▸ **EXCERPT PROVIDED**
## start

Auction | China Guardian (HK) Auctions Co., Ltd.
China Guardian Hong Kong 10th Anniversary Autumn Auctions 2022
Asian 20th Century and Contemporary Art

45
Lalan (1921-1995)
Untitled(Painted in 1980s)

Mixed media on paper

105 × 105 cm. 41 3/8 × 41 3/8 in.


PROVENANCE
Important Private Collection, Asia

Note: This work is registered in the Lalan Archives lalanarchive.org

The Dance of the Hand, the Stunning Beauty of a Reflection
The Important Masterpieces of Lalan

Lalan was born in a distinguished family in Guizhou in 1921. She showed great talent in vocal music and dance at an early age. In 1948, she moved to France with her husband, Zao Wou-Ki. She settled in Montparnasse, the golden land for art in Paris, where she hung out and communicated with Sanyu, Sam Francis, Pierre Soulages, Georges Mathieu and other reputational artists. While absorbing western artistic ideas, she also sought her own artistic voice. Lalan, who had loved dancing and music since she was a child, entered the Conservatoire National Supérieur de Musique et de Danse de Paris a year after arriving in France. She was deeply influenced by Martha Graham, the founder of modern dance. Later, she returned to the subconscious instinct of the body in dance and extended to the intuitive expression of painting, which corresponds with the spontaneous creation ideas of Jackson Pollock and Kazuo Shiraga. In vocal music creation, she learned composition from Edgar Varese, the father of electronic music. She believed that "the movement of painting is driven by the sound and movement existing in the body" and integrated what she had learned into one another to develop her special "comprehensive art".

Since the 1960s, she has held solo exhibitions at Galerie R. Creuze, Galerie 7, Galerie Hélène de Beauvoir, with Eugene Ionesco, a playwright of absurd thetre, and Vadime Elisseeff, the director of the Musée national des Arts asiatiques-Guimet, wrote the introductions for her. Lalan's works also further transformed in the comprehensive expression of dance, music, calligraphy and landscape. Her paintings gradually turned from the stillness in the 50s and 60s period to soft and delicate transcendence in the 1970s. Her oeuvre at this stage reached the creative peak of rich implication and spiritual unity.

## end

▸ **LISTED ENTRIES**
## start

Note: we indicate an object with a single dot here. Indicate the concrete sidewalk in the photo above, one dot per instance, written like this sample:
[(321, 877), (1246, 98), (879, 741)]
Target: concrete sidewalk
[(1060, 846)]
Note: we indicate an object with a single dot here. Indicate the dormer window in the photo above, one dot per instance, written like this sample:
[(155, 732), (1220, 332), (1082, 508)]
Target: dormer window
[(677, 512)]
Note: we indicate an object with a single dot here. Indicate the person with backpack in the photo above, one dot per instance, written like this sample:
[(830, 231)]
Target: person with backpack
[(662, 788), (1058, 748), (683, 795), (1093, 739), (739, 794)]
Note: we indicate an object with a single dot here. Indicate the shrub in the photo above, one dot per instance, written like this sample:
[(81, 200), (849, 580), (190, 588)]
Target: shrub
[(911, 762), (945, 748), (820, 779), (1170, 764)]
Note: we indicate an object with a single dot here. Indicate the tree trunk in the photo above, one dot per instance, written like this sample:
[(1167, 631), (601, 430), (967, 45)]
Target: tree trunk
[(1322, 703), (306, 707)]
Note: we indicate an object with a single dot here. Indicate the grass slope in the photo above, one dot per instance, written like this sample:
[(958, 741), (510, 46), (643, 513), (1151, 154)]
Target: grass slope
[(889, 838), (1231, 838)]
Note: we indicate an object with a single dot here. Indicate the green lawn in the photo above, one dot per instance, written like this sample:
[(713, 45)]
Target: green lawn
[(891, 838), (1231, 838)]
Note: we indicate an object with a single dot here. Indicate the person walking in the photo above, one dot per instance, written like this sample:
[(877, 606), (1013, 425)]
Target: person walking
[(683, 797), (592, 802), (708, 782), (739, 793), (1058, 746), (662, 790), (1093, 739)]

## end

▸ **WHAT IS ASKED**
1) Set down the stretch of the Lalan auction listing from "Auction | China" through "Untitled(Painted in 1980s)", word for word.
2) In the entries, rename "shrub" to "bush" across the stretch from the line containing "Indicate the shrub" through the line containing "[(911, 762), (945, 748), (820, 779), (1170, 764)]". Return only those lines, with everything else unchanged.

▸ **SOLUTION LIST**
1)
Auction | China Guardian (HK) Auctions Co., Ltd.
China Guardian Hong Kong 10th Anniversary Autumn Auctions 2022
Asian 20th Century and Contemporary Art

45
Lalan (1921-1995)
Untitled(Painted in 1980s)

2)
Note: we indicate an object with a single dot here. Indicate the bush in the photo above, one dot per instance, written like this sample:
[(81, 200), (849, 580), (190, 588)]
Target: bush
[(911, 762), (945, 748), (820, 779), (1170, 764)]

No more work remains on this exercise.